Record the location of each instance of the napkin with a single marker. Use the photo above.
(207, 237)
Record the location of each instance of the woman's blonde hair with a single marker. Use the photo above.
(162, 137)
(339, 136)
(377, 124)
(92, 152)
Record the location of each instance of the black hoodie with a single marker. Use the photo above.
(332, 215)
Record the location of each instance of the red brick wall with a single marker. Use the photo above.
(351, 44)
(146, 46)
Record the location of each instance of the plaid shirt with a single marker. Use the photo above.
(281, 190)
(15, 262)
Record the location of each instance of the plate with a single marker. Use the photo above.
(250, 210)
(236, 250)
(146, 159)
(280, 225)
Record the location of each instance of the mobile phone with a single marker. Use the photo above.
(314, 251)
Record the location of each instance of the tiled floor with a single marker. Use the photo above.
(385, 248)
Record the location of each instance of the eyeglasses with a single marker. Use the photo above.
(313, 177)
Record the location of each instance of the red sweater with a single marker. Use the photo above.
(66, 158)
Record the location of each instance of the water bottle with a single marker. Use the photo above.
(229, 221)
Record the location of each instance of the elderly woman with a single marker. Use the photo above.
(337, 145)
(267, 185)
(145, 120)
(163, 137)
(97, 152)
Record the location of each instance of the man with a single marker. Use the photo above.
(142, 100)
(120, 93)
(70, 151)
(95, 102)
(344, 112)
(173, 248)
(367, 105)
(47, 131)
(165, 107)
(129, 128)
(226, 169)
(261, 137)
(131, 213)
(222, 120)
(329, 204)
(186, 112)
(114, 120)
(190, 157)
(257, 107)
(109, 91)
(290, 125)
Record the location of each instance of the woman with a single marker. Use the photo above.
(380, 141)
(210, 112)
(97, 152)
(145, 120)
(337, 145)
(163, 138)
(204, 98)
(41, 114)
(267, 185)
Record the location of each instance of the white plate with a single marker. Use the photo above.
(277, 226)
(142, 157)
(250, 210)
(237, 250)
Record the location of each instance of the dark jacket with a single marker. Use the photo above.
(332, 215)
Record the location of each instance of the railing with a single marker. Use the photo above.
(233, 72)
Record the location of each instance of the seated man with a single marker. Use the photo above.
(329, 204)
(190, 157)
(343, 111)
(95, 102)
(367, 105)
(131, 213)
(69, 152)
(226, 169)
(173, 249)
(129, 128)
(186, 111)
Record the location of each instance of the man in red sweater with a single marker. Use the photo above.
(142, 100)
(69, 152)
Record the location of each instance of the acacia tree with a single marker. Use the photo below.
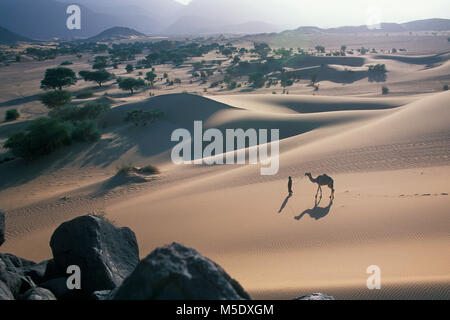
(100, 76)
(58, 78)
(150, 77)
(129, 68)
(57, 98)
(131, 84)
(262, 49)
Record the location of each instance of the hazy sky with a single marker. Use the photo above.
(331, 13)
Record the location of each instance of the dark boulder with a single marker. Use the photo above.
(5, 293)
(37, 294)
(101, 295)
(11, 275)
(315, 296)
(42, 272)
(180, 273)
(105, 254)
(2, 227)
(59, 288)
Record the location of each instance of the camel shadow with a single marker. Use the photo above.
(283, 205)
(316, 212)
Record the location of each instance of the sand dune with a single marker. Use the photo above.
(391, 210)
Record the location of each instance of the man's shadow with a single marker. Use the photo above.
(317, 212)
(285, 202)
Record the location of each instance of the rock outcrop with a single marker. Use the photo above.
(105, 254)
(179, 272)
(37, 294)
(108, 258)
(12, 281)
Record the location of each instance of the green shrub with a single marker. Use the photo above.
(130, 84)
(57, 98)
(42, 137)
(90, 111)
(258, 79)
(85, 131)
(142, 118)
(124, 168)
(11, 115)
(84, 94)
(149, 169)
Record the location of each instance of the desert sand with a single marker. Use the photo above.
(388, 155)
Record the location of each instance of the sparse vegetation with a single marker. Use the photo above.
(149, 169)
(58, 78)
(141, 118)
(11, 115)
(84, 94)
(99, 77)
(57, 98)
(131, 84)
(42, 137)
(90, 111)
(258, 79)
(320, 49)
(150, 77)
(129, 68)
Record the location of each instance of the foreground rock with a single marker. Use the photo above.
(315, 296)
(37, 294)
(12, 281)
(178, 272)
(2, 227)
(105, 254)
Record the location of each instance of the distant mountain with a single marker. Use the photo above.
(116, 33)
(46, 19)
(195, 25)
(428, 25)
(149, 16)
(418, 25)
(8, 37)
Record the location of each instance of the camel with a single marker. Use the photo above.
(322, 180)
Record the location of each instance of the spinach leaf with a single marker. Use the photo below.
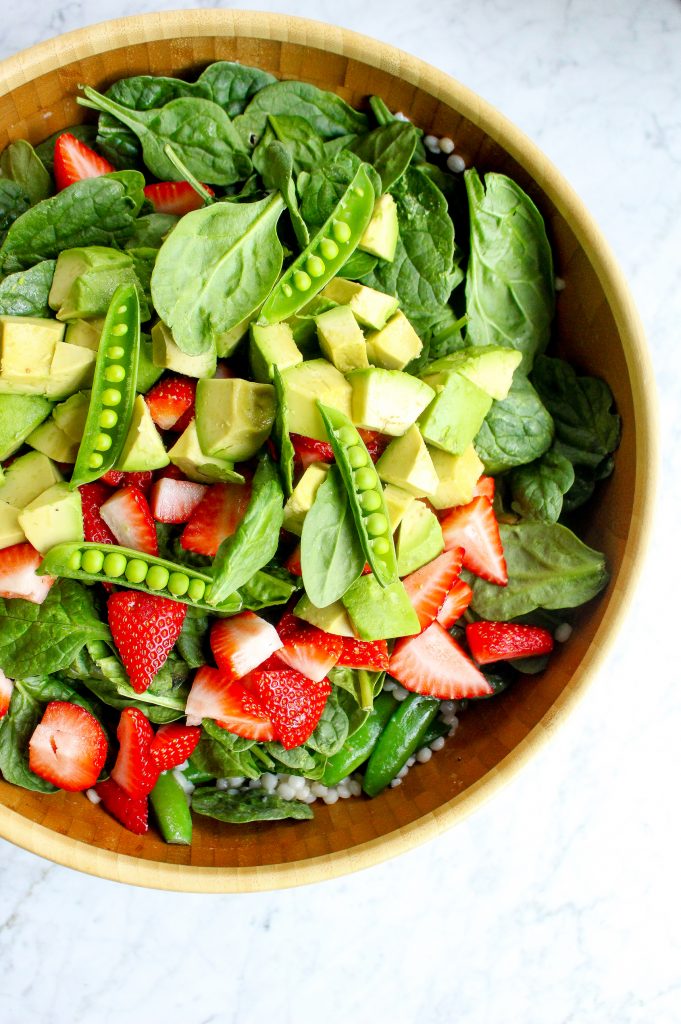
(331, 553)
(509, 281)
(548, 567)
(215, 268)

====

> What is asked: Please put the lines above into a JSON list of strings, one string for each line, with blank lines and pictures left out.

> Correct response:
[
  "Record the location of each instance of the napkin with a single marker. Use the photo above.",
  "(207, 237)",
  "Record the location of each instance of the woman's blonde hair with a single marker. Use the photo above.",
  "(162, 137)",
  "(339, 136)",
  "(377, 124)",
  "(92, 152)",
  "Record the location of each instance of the black hoodie with a single marker. Use the photo above.",
  "(332, 215)",
  "Record the location of each instance of the red brick wall with a single marker. Use the photo above.",
  "(351, 44)",
  "(146, 46)",
  "Record the location of each instance of the plaid shirt with a single marker. Use the photo above.",
  "(281, 190)",
  "(15, 262)",
  "Record the location of each instance of the plate with a single marker. Use the photo above.",
  "(250, 210)",
  "(236, 250)",
  "(146, 159)",
  "(280, 225)",
  "Record the location of each instance of the mobile phone with a single marker. Use the photo above.",
  "(314, 251)",
  "Record the location of each instance of the tiled floor with a single marker. Use the photo above.",
  "(385, 248)",
  "Record the location of each instance of the eyeglasses with a single marker. Use the photo above.",
  "(313, 177)",
  "Record the location of each instance of the red sweater with a single marker. Use the photo above.",
  "(66, 158)",
  "Record the location of each instance of the water bottle with a single marker. Use the photo above.",
  "(229, 221)",
  "Record the location of each instance of the elderly woman with a single marker. Use the photo above.",
  "(337, 145)",
  "(267, 185)",
  "(145, 120)",
  "(163, 137)",
  "(97, 152)",
  "Record the location of each instance of the man with a single marker. Use the photo above.",
  "(142, 100)",
  "(120, 93)",
  "(70, 151)",
  "(95, 102)",
  "(344, 112)",
  "(173, 248)",
  "(367, 105)",
  "(47, 131)",
  "(165, 107)",
  "(129, 128)",
  "(226, 169)",
  "(261, 137)",
  "(131, 213)",
  "(222, 120)",
  "(329, 204)",
  "(186, 112)",
  "(114, 120)",
  "(190, 157)",
  "(257, 107)",
  "(109, 91)",
  "(290, 125)",
  "Record the location of each instance of the woman with a single marker. Use the photo above.",
  "(380, 141)",
  "(210, 112)",
  "(97, 152)",
  "(145, 120)",
  "(337, 145)",
  "(163, 138)",
  "(204, 98)",
  "(41, 114)",
  "(267, 185)",
  "Record the location of each instance of the white plate with a single marker. Use the photo above.",
  "(277, 226)",
  "(142, 157)",
  "(250, 210)",
  "(237, 250)",
  "Record the location of each instance of the dark jacket with a single marker. Use the photo above.",
  "(332, 215)",
  "Record the location of each instance of the railing with a single marker. Use the photo above.",
  "(233, 72)",
  "Record the location of each instance of the seated man with a single marker. Use the photo above.",
  "(329, 204)",
  "(190, 157)",
  "(343, 111)",
  "(95, 102)",
  "(367, 105)",
  "(131, 213)",
  "(69, 152)",
  "(226, 169)",
  "(173, 249)",
  "(129, 128)",
  "(186, 111)",
  "Record the location of each instance of the man in red sweater with a single marker. Use the photo above.",
  "(142, 100)",
  "(69, 152)",
  "Record the location of each instance of the acacia tree with a single marker. Use the photo below.",
  "(100, 76)",
  "(58, 78)",
  "(150, 77)",
  "(129, 68)",
  "(57, 98)",
  "(131, 84)",
  "(262, 49)",
  "Record the location of each instance of the hazy sky with a single marker. Use the photo above.",
  "(331, 13)",
  "Record the location of each instance of the dark boulder with a single marker. Use the photo above.",
  "(5, 293)",
  "(37, 294)",
  "(101, 295)",
  "(11, 275)",
  "(315, 296)",
  "(42, 272)",
  "(180, 273)",
  "(105, 254)",
  "(2, 227)",
  "(59, 288)",
  "Record the location of each instance of the camel shadow with a single marker. Use the photo above.",
  "(283, 205)",
  "(316, 212)",
  "Record the location of each instance of the sand dune with a single marker. Use the photo above.",
  "(391, 210)",
  "Record the location of each instance of the man's shadow with a single marker. Use the photo above.",
  "(317, 212)",
  "(285, 202)",
  "Record the location of each instance of the rock outcrop with a single marker. Use the photo above.",
  "(105, 254)",
  "(179, 272)",
  "(37, 294)",
  "(108, 258)",
  "(12, 281)",
  "Record the location of each instance of the green shrub with a single marker. Use the photo above.",
  "(130, 84)",
  "(57, 98)",
  "(42, 137)",
  "(90, 111)",
  "(258, 79)",
  "(85, 131)",
  "(142, 118)",
  "(124, 168)",
  "(11, 115)",
  "(84, 94)",
  "(149, 169)",
  "Record the location of each instance of the desert sand with a single marker. Use the photo above.",
  "(388, 155)",
  "Record the location of each instance of the sparse vegetation with a single marker. Use the photo above.",
  "(149, 169)",
  "(58, 78)",
  "(141, 118)",
  "(11, 115)",
  "(84, 94)",
  "(99, 77)",
  "(57, 98)",
  "(131, 84)",
  "(42, 137)",
  "(90, 111)",
  "(258, 79)",
  "(320, 49)",
  "(150, 77)",
  "(129, 68)",
  "Record the location of each instance of the foreground rock with a single marker. Use the photo above.",
  "(315, 296)",
  "(37, 294)",
  "(12, 281)",
  "(178, 272)",
  "(2, 227)",
  "(105, 254)",
  "Record the location of each instance of the distant mountain with a single marker. Use the photo above.",
  "(116, 33)",
  "(46, 19)",
  "(195, 25)",
  "(428, 25)",
  "(149, 16)",
  "(418, 25)",
  "(8, 37)",
  "Record the location of each instance of the camel with a single marker. Use the photo above.",
  "(322, 180)",
  "Record the location of each instance of the spinach leaf with a single marker. Use the photo below.",
  "(331, 553)",
  "(509, 281)",
  "(548, 567)",
  "(215, 268)"
]